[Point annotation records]
○ ○ ○ ○

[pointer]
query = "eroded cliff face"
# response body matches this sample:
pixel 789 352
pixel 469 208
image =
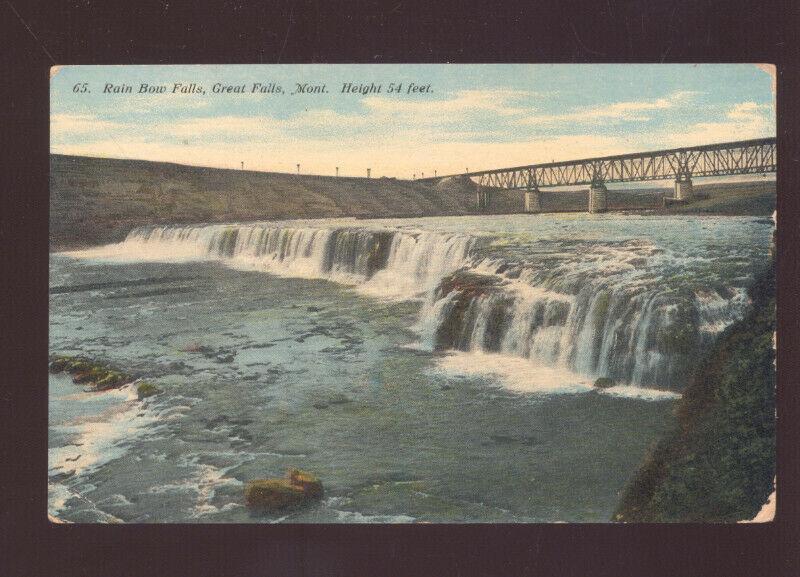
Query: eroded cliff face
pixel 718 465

○ ○ ○ ○

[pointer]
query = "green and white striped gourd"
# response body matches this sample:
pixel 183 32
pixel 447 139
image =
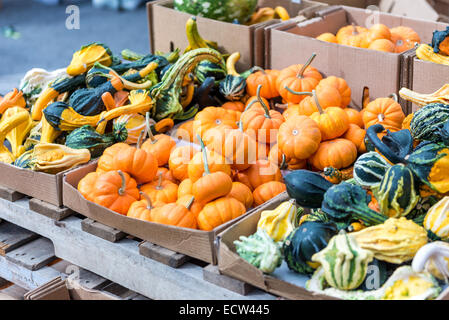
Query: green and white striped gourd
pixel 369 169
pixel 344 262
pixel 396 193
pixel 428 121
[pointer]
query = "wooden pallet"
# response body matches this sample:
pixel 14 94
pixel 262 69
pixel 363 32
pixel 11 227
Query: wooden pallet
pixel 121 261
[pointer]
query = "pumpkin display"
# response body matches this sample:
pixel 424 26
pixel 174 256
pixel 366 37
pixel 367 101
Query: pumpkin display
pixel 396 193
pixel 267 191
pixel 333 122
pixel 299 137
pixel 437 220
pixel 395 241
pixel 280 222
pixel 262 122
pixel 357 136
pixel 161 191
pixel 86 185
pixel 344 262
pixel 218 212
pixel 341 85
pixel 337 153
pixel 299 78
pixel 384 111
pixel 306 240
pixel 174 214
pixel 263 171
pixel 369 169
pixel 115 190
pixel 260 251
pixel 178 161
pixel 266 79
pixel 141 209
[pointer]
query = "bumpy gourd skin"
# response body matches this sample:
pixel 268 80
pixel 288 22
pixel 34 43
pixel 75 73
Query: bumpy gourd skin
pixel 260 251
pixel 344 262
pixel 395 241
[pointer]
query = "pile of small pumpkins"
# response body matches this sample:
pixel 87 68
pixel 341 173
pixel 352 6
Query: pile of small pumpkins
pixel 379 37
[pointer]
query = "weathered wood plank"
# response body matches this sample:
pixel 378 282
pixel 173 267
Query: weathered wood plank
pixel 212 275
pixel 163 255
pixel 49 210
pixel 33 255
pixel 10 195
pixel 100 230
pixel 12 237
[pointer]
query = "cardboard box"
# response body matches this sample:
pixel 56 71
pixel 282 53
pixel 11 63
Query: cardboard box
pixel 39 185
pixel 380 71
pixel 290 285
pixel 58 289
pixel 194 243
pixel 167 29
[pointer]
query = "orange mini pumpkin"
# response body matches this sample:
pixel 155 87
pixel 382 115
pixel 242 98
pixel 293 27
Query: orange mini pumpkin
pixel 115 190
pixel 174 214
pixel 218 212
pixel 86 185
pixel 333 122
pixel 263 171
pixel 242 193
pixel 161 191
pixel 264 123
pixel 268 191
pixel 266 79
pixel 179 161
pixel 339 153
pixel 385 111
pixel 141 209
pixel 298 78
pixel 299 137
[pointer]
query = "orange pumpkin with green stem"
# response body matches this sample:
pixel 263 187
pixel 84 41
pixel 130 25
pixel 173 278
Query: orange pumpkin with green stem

○ ○ ○ ○

#### [Required work]
Show each line of the records that contains the string "stem". Case counts.

#### [Completed task]
query = "orange pumpkin with green stem"
Query: orange pumpkin with green stem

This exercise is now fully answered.